In the data.world platform I have found a data set with data from smartphones in India where it’s possible to find several models, their prices and ratings. In this post, I will use the tools and skills have developed so far to explore and analise these data.

In the data.world website I have found 2 data sets containing the information on smartphones sold in India.
I will use all the knowledge that has been developed so far to understand these data and obtain ideas from it.
Loading tidyverse:
library(tidyverse)
Loading data:
To load data in R, we use the read_csv function:
# apples data on india
apple_sold_in_india <- read_csv("apple_products.csv")
# data over smartphones in the world
smartphones_sold <- read_csv("smartphone_category (1).csv")
Tidying data can be a lot more easy with the janitor
package:
install.packages("janitor")
library(janitor)
#Check the columns before and after using the clean_names() function
Column names before using clean_names():
[1] "Product Name" "Product URL" "Brand"
[4] "Sale Price" "Mrp" "Discount Percentage"
[7] "Number Of Ratings" "Number Of Reviews" "Upc"
[10] "Star Rating" "Ram"
Column names after it:
clean_apple_sold_in_india <- apple_sold_in_india %>%
clean_names()
[1] "product_name" "product_url" "brand"
[4] "sale_price" "mrp" "discount_percentage"
[7] "number_of_ratings" "number_of_reviews" "upc"
[10] "star_rating" "ram" "american_dolar"
[13] "australian_dolar"
Now it’s following a pattern of low case words divided by “_”
Great!
First of all, we should know the price variation between iPhones:
ggplot(clean_apple_sold_in_india) +
geom_histogram(aes(x = sale_price))

Values are in Rupi’s, then we will transform these data to build a new column with the values in american and australian dolar:
clean_apple_sold_in_india <- clean_apple_sold_in_india %>%
mutate(american_dolar = sale_price * 0.013, australian_dolar = sale_price * 0.018)
It seems like everything is great to begin, but it isn’t! This data has redundancy in it, you can notice that by grouping the ratings of each brand:
clean_apple_sold_in_india %>%
group_by(number_of_ratings) %>%
count() %>% arrange(desc(n)) -> redundancy_ratings
That is, the number of ratings is repeated in different models from the same product.

▶ [Dataset content]
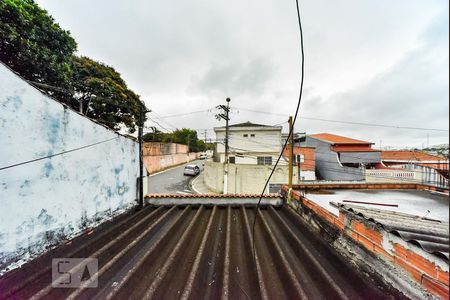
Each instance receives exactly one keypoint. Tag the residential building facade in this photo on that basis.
(249, 143)
(342, 158)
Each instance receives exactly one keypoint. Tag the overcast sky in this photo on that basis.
(383, 61)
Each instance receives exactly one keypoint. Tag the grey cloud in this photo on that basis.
(236, 78)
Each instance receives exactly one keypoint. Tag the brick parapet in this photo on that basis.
(425, 269)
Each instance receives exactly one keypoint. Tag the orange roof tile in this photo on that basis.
(337, 139)
(410, 155)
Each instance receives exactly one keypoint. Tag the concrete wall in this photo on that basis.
(265, 141)
(46, 201)
(245, 179)
(327, 163)
(160, 156)
(398, 176)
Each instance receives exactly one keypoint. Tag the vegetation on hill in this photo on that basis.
(37, 48)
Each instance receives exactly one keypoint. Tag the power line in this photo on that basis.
(347, 122)
(291, 127)
(57, 154)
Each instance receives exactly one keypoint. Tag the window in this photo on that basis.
(299, 158)
(274, 188)
(264, 160)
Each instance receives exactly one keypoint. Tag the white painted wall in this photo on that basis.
(245, 179)
(266, 141)
(45, 201)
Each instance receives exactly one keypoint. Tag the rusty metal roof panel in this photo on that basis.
(202, 252)
(431, 235)
(228, 199)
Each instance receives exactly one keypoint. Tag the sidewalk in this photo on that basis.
(199, 187)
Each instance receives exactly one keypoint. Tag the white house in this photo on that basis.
(249, 143)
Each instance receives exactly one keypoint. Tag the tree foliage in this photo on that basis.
(102, 94)
(35, 46)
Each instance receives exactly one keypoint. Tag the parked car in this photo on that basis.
(191, 170)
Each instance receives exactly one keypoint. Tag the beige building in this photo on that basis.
(249, 143)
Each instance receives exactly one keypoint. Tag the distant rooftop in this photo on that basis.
(431, 235)
(410, 155)
(337, 139)
(250, 124)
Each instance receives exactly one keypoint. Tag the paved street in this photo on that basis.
(172, 181)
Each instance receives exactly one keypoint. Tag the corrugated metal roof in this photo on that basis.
(202, 252)
(410, 155)
(337, 139)
(431, 235)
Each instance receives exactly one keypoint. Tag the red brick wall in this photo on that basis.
(419, 268)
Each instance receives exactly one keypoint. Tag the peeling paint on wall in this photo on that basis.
(47, 201)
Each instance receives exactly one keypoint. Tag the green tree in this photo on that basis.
(33, 45)
(102, 94)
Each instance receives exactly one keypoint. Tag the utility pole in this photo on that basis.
(291, 151)
(225, 116)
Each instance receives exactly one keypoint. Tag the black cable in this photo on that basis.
(347, 122)
(290, 129)
(53, 155)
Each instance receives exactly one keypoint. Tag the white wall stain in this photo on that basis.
(52, 199)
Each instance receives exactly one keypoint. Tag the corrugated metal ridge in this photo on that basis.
(204, 253)
(430, 235)
(276, 195)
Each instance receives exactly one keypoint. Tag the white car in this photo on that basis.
(191, 170)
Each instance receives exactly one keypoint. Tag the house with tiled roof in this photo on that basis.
(434, 169)
(342, 158)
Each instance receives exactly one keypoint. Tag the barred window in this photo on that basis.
(264, 160)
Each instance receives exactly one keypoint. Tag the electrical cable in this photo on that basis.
(57, 154)
(347, 122)
(290, 129)
(185, 114)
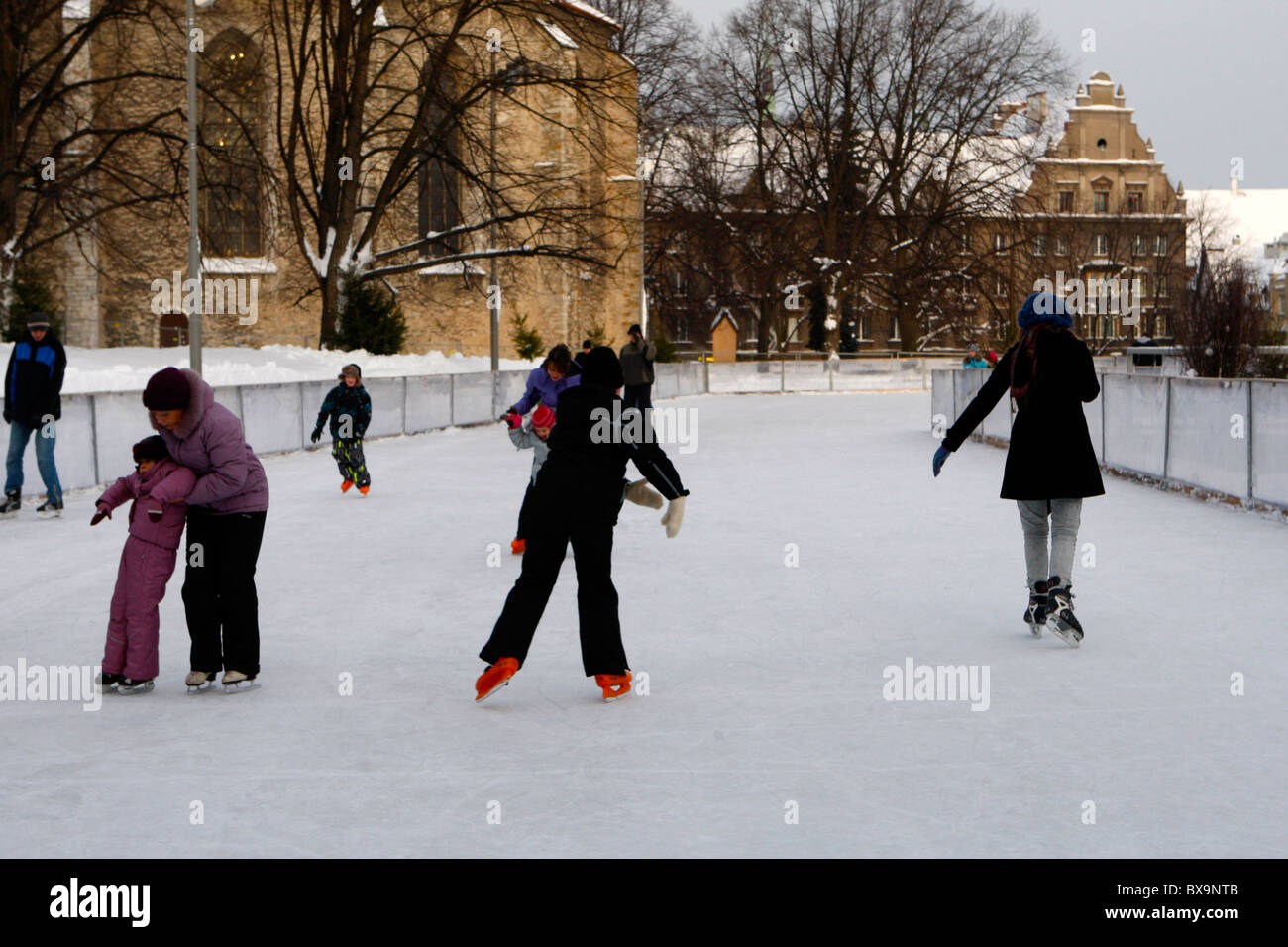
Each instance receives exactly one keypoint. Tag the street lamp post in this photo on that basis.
(193, 235)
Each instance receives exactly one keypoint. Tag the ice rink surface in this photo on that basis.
(764, 732)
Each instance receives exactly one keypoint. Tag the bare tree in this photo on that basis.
(375, 108)
(78, 144)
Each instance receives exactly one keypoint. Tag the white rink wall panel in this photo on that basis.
(1209, 434)
(429, 402)
(1134, 423)
(271, 418)
(1270, 442)
(386, 406)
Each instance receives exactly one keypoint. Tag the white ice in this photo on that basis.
(765, 681)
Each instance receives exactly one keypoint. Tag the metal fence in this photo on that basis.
(1227, 437)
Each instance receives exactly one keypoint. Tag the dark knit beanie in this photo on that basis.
(600, 368)
(167, 390)
(151, 449)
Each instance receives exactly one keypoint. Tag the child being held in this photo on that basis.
(159, 487)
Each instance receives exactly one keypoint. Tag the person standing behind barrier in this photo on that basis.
(33, 403)
(348, 407)
(1050, 466)
(226, 525)
(636, 357)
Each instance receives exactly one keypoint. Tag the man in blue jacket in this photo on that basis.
(33, 402)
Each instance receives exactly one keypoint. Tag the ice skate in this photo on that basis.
(200, 681)
(1061, 620)
(1035, 615)
(236, 682)
(614, 685)
(494, 678)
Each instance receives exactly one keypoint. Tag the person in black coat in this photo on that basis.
(33, 402)
(348, 407)
(576, 499)
(1050, 466)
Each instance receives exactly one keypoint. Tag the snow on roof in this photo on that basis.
(588, 11)
(1244, 223)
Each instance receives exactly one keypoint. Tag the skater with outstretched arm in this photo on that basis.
(1050, 464)
(576, 499)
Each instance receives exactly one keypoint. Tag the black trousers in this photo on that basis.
(636, 395)
(524, 514)
(596, 599)
(351, 460)
(219, 590)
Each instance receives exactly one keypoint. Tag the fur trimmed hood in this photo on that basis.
(202, 397)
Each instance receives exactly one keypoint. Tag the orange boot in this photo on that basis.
(616, 685)
(494, 678)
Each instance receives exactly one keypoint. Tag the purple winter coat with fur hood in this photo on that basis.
(209, 440)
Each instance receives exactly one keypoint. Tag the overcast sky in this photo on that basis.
(1207, 78)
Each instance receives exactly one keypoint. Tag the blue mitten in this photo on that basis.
(940, 457)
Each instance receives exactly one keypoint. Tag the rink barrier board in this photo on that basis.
(1223, 437)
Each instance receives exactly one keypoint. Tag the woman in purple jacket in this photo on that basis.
(226, 526)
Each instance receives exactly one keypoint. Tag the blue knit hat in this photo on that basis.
(1044, 308)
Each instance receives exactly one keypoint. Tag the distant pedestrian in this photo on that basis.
(636, 357)
(33, 402)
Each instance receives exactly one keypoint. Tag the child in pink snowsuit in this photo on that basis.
(159, 487)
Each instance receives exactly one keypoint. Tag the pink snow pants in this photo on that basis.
(134, 622)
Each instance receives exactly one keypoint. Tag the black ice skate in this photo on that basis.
(50, 509)
(235, 682)
(128, 685)
(1035, 615)
(200, 681)
(1060, 617)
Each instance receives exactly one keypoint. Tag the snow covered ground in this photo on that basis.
(128, 368)
(765, 680)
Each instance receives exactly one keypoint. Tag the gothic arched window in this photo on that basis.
(232, 94)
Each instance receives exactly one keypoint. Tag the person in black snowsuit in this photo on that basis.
(576, 499)
(33, 402)
(1050, 466)
(348, 406)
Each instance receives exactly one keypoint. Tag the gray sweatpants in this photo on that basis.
(1063, 531)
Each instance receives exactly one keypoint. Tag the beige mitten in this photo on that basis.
(673, 517)
(640, 495)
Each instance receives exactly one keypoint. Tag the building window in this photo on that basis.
(230, 133)
(438, 179)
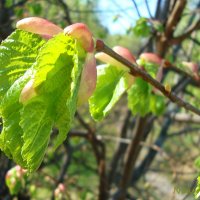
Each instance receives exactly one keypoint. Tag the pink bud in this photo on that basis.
(39, 26)
(152, 58)
(191, 65)
(61, 187)
(27, 92)
(124, 52)
(88, 79)
(82, 33)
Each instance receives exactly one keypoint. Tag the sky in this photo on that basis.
(124, 11)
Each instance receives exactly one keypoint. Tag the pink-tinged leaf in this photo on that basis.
(193, 67)
(124, 52)
(39, 26)
(151, 57)
(82, 33)
(88, 79)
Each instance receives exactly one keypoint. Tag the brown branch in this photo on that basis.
(99, 151)
(174, 17)
(66, 10)
(193, 76)
(185, 118)
(136, 71)
(133, 151)
(182, 37)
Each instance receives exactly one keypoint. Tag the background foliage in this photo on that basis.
(94, 161)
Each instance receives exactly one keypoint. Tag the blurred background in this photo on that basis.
(91, 163)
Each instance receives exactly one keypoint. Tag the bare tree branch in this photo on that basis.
(137, 72)
(179, 39)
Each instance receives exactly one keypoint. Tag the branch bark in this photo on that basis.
(137, 72)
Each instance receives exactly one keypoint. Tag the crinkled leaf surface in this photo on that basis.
(141, 100)
(56, 72)
(17, 53)
(111, 84)
(139, 97)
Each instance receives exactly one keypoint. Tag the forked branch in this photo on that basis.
(138, 72)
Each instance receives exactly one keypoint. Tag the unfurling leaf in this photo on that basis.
(43, 95)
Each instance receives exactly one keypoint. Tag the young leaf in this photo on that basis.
(139, 97)
(17, 53)
(111, 84)
(142, 29)
(157, 104)
(55, 75)
(56, 83)
(11, 137)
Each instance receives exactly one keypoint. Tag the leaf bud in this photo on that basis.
(82, 33)
(39, 26)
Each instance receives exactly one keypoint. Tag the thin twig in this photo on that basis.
(136, 71)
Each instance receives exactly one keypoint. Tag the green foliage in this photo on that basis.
(141, 100)
(111, 84)
(17, 54)
(139, 97)
(34, 8)
(142, 28)
(56, 72)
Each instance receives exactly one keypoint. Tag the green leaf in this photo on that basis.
(139, 97)
(11, 137)
(56, 71)
(142, 28)
(157, 104)
(17, 53)
(36, 123)
(111, 84)
(56, 82)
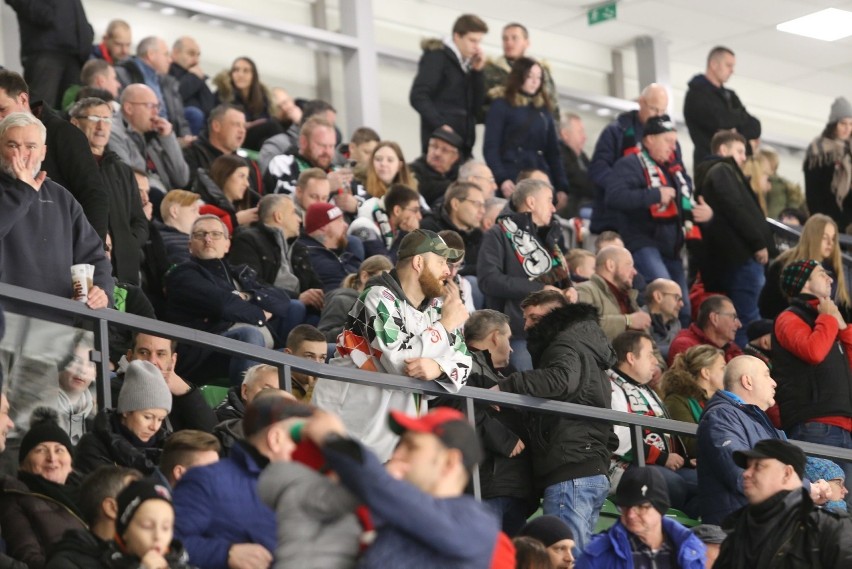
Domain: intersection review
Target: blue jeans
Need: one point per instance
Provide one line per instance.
(826, 435)
(653, 265)
(520, 359)
(578, 503)
(743, 285)
(512, 512)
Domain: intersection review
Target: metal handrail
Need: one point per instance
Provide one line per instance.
(100, 319)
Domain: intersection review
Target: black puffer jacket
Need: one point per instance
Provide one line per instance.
(570, 355)
(107, 444)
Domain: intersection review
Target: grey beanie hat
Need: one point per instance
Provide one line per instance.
(143, 388)
(840, 109)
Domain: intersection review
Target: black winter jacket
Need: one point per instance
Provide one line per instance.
(443, 94)
(128, 225)
(570, 354)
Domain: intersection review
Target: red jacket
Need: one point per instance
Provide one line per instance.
(694, 336)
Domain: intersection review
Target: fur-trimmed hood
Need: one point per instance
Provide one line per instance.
(573, 324)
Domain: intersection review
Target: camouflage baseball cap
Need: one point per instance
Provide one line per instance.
(422, 241)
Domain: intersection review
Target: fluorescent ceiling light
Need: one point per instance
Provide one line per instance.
(830, 24)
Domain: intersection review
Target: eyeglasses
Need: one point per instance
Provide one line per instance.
(202, 235)
(96, 120)
(149, 106)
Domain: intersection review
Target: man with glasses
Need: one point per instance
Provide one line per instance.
(664, 299)
(207, 293)
(128, 226)
(643, 536)
(438, 168)
(716, 325)
(146, 142)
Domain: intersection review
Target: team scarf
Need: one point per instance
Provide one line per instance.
(540, 264)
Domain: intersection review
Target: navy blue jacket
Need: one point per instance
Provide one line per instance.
(329, 267)
(628, 192)
(217, 506)
(200, 294)
(522, 138)
(726, 426)
(611, 549)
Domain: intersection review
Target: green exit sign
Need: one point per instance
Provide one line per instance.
(602, 13)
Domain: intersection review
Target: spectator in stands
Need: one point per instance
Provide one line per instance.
(308, 343)
(716, 325)
(332, 254)
(690, 382)
(664, 300)
(179, 210)
(241, 86)
(653, 192)
(198, 99)
(462, 212)
(270, 248)
(184, 450)
(506, 470)
(339, 302)
(811, 360)
(256, 379)
(570, 456)
(100, 74)
(710, 107)
(37, 507)
(521, 255)
(427, 474)
(819, 241)
(317, 523)
(383, 222)
(143, 529)
(437, 168)
(737, 241)
(209, 294)
(629, 377)
(226, 187)
(556, 536)
(55, 42)
(449, 87)
(581, 189)
(147, 142)
(128, 227)
(189, 410)
(783, 194)
(131, 434)
(425, 341)
(115, 43)
(84, 548)
(225, 134)
(781, 521)
(760, 340)
(150, 67)
(68, 160)
(220, 517)
(620, 138)
(71, 398)
(643, 531)
(519, 130)
(516, 42)
(477, 172)
(43, 228)
(316, 150)
(611, 291)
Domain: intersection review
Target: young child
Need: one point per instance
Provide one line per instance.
(144, 529)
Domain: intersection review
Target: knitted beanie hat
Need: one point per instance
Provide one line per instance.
(795, 276)
(840, 109)
(143, 388)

▶ [Request 1]
According to the smartphone data post, by what number is the sale price multiplied to get the value in American dollars?
▶ [Request 2]
Explain why the smartphone data post adds columns with values in American and Australian dollars, in one to three sentences.
▶ [Request 3]
Continue the smartphone data post from its final sentence.

▶ [Result 1]
0.013

▶ [Result 2]
The sale prices in the data are given in rupees, so the author converts them into new columns holding the values in American and Australian dollars.

▶ [Result 3]
At first we have to work in this data set in a way to remove this redundancy, by doing so we will receive less biased answers from our data, that could lead us to very difficult tracks.
As said before, our data possesses redundancy, mainly because of the different models of iPhone.
We can group data by the sale_price and choose only the
first with the slice() function:
clean_apple_sold_in_india %>%
group_by(sale_price) %>%
slice(1) -> sale_price_first
Now we can plot the values of iPhones to understand it’s variation, let’s check which are the most expensive of them:
sale_price_first %>%
mutate(iphone = fct_reorder(product_name, australian_dolar)) %>%
ggplot(aes(x = iphone, y = australian_dolar)) +
geom_bar(stat = "identity", fill="#f68060", alpha=.6, width=.4) +
coord_flip() +
labs(
#title = "",
#subtitle = "by: Guilherme Bastos Gomes",
caption = "Source: data.world",
x = "",
y = "Prices in australian dollars") +
theme_bw()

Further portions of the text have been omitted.